[Location annotation dataset excerpts]
= = =

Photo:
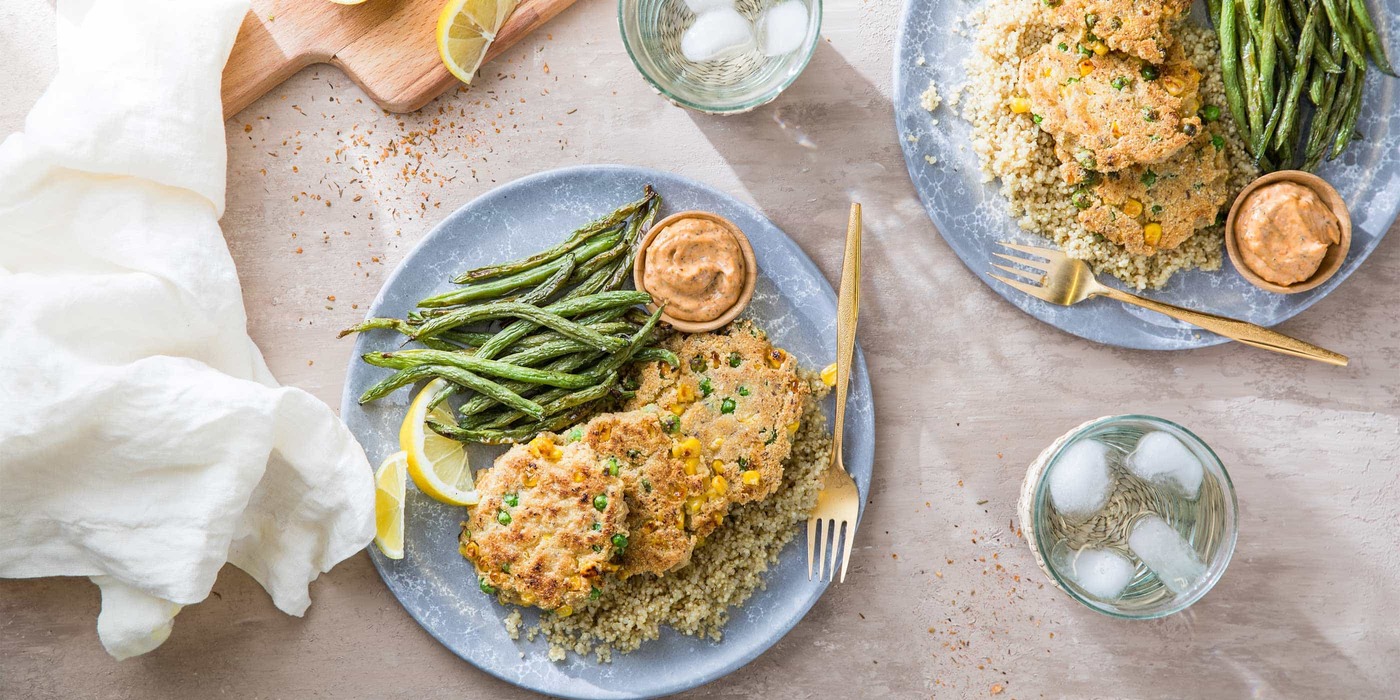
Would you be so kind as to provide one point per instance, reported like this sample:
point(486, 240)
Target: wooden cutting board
point(385, 46)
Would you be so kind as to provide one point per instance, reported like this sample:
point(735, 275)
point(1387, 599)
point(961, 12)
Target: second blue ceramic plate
point(437, 587)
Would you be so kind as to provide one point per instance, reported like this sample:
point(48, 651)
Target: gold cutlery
point(1060, 279)
point(839, 501)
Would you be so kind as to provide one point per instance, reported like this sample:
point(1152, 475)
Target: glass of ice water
point(1131, 515)
point(720, 56)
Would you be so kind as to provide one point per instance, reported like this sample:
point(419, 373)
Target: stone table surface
point(328, 193)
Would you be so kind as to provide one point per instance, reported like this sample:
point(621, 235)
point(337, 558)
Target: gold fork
point(1064, 280)
point(839, 503)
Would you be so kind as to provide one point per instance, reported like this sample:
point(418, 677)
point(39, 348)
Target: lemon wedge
point(465, 31)
point(388, 504)
point(438, 465)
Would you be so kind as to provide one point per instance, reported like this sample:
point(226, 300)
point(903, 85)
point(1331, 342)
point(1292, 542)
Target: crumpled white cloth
point(143, 441)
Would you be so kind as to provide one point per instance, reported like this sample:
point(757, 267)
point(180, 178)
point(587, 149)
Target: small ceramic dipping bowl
point(1336, 255)
point(751, 272)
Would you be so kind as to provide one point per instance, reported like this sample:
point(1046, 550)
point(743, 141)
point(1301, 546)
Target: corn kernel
point(688, 448)
point(545, 448)
point(1152, 233)
point(686, 394)
point(776, 357)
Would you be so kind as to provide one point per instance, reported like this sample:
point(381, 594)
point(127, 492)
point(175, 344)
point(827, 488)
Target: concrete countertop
point(328, 193)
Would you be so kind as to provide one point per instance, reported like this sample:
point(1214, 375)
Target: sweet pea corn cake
point(1103, 122)
point(665, 513)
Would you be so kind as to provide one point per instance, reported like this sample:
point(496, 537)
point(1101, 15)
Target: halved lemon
point(438, 465)
point(388, 504)
point(465, 31)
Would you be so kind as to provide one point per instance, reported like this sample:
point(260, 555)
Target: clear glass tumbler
point(651, 32)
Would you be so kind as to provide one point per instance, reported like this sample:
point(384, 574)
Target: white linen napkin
point(143, 441)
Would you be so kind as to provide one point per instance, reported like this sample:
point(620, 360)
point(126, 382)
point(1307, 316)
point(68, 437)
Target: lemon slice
point(465, 31)
point(388, 504)
point(438, 465)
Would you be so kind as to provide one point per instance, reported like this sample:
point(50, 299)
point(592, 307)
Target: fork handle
point(1241, 331)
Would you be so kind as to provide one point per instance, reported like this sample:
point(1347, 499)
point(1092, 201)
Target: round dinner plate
point(972, 216)
point(437, 587)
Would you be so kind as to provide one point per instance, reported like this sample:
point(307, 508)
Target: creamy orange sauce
point(1284, 230)
point(697, 268)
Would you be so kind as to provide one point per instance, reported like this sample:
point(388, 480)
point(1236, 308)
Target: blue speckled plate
point(972, 216)
point(437, 587)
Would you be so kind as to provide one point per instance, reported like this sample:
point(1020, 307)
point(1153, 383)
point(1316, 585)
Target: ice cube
point(783, 28)
point(1166, 553)
point(1080, 479)
point(717, 34)
point(703, 6)
point(1162, 458)
point(1101, 573)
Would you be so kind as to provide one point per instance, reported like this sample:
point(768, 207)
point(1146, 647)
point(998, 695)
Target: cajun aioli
point(697, 268)
point(1284, 230)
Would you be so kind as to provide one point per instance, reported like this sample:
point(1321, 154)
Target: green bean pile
point(1274, 51)
point(532, 345)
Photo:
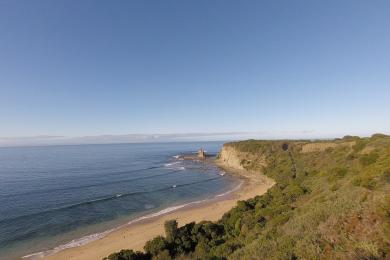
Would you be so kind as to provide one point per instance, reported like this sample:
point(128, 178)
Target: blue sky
point(276, 68)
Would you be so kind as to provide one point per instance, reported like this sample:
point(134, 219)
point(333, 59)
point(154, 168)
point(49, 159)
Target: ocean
point(55, 197)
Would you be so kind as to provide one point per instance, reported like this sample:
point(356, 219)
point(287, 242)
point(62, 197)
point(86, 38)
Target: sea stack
point(201, 153)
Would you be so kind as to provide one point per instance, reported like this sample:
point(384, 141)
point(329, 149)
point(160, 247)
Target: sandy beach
point(134, 236)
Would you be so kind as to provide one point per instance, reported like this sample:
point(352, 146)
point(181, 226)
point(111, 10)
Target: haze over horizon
point(198, 70)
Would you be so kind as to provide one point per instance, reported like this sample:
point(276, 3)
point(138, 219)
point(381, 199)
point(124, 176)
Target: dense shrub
point(337, 207)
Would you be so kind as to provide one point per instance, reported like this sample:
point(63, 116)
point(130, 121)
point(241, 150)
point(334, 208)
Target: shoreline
point(137, 232)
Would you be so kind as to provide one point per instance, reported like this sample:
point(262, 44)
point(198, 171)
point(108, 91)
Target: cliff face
point(232, 157)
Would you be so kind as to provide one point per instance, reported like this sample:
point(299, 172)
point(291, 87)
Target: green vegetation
point(335, 205)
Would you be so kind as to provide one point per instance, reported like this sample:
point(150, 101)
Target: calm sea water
point(52, 196)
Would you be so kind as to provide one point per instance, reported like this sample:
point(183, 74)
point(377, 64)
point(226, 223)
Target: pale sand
point(135, 235)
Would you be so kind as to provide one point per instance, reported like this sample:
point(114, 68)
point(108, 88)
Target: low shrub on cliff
point(330, 204)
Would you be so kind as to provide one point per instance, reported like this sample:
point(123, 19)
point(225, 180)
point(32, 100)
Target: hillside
point(331, 201)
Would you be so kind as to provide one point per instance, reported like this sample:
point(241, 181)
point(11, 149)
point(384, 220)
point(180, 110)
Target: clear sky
point(81, 68)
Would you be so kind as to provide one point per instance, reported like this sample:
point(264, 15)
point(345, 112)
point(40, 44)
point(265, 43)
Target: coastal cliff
point(231, 156)
point(330, 201)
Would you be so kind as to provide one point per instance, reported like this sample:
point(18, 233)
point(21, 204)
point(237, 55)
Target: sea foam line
point(96, 236)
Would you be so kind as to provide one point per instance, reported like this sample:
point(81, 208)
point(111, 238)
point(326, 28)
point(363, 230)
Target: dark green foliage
point(170, 227)
point(156, 245)
point(128, 255)
point(336, 207)
point(368, 159)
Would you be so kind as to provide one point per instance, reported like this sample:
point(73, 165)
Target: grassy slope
point(330, 202)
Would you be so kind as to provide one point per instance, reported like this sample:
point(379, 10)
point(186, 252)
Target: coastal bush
point(128, 255)
point(337, 207)
point(156, 245)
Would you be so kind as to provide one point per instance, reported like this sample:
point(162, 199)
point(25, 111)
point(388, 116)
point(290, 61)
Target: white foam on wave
point(96, 236)
point(230, 191)
point(171, 164)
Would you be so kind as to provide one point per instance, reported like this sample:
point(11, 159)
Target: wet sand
point(134, 236)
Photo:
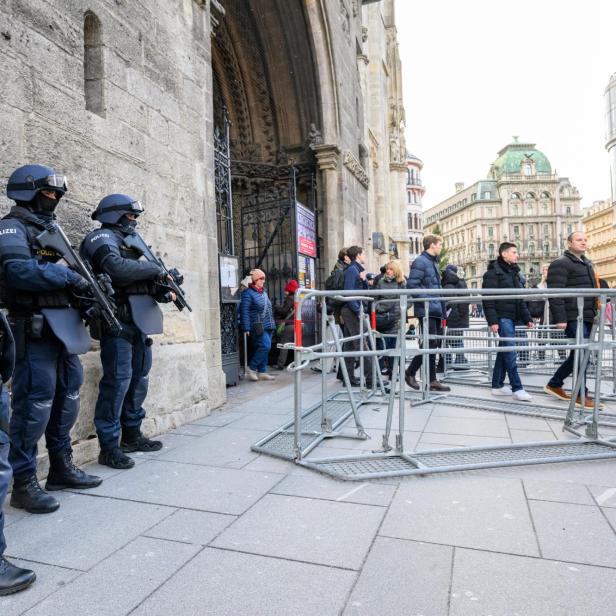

= = =

§ Required work: Pull out every line of the material that contains the word "blue".

§ Response for this exercise:
Target: second blue ceramic plate
Target: blue speckled plate
Target: blue sky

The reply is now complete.